▶ **THE TASK**:
In the records below, reproduce every line from the line with "Task: indicate the plastic" to the line with "x=910, y=688", requests included, and shift each x and y coordinate by adding 108 to it.

####

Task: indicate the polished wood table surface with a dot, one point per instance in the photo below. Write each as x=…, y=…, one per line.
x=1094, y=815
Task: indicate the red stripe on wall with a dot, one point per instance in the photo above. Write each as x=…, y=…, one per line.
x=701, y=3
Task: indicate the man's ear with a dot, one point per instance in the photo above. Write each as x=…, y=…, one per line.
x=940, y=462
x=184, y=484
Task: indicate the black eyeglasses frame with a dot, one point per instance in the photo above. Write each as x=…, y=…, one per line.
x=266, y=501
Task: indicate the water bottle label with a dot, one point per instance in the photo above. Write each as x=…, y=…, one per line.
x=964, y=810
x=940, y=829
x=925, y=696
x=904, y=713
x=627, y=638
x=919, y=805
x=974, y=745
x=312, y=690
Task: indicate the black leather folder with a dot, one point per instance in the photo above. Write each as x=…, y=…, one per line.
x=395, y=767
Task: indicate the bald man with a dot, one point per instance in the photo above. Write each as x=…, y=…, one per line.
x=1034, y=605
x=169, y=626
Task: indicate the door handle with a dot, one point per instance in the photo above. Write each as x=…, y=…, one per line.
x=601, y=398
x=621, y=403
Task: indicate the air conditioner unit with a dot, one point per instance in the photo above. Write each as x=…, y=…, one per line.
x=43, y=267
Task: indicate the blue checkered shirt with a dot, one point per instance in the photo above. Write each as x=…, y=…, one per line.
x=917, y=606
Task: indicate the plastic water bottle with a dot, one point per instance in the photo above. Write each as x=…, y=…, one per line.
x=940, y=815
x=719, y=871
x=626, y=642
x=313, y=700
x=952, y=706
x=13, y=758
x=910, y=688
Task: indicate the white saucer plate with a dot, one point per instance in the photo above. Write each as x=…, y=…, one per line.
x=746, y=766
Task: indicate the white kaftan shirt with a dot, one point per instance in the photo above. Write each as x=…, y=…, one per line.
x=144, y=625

####

▶ **RESPONSE FOR THIS EXERCISE**:
Task: indicate the plastic water bottle with a dot, one point per instance in the photo above. Write each as x=…, y=…, one per line.
x=1048, y=923
x=827, y=979
x=734, y=750
x=421, y=808
x=1060, y=814
x=121, y=866
x=1018, y=796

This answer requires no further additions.